Entries drawn from a collection:
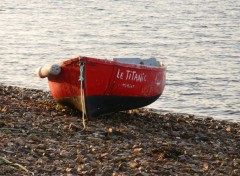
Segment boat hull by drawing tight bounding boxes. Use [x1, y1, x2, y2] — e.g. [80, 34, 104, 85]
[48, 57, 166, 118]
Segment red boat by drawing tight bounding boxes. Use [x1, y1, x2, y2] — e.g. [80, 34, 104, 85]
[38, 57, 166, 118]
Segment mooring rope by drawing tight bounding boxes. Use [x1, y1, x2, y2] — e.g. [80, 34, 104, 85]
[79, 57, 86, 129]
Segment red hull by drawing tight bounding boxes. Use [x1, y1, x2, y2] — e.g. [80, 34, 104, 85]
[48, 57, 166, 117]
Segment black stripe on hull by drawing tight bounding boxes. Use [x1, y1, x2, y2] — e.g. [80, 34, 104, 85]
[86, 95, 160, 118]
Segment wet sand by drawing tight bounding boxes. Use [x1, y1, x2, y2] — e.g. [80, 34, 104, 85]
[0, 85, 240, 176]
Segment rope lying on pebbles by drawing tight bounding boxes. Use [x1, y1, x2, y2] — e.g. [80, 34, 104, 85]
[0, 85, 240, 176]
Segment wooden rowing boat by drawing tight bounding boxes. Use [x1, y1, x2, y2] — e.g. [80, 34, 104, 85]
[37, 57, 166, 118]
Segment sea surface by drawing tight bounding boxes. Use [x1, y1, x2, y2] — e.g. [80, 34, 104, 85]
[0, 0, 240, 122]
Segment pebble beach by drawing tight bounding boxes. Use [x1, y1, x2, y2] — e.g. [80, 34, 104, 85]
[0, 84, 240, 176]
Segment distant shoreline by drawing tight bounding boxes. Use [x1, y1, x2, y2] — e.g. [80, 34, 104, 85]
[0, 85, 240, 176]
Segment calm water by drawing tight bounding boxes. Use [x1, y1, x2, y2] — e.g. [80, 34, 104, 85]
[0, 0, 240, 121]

**Written problem:** How many lines of the data above contain the string "boat"? Case counts, so give only the number.

**Solution for this exercise:** 3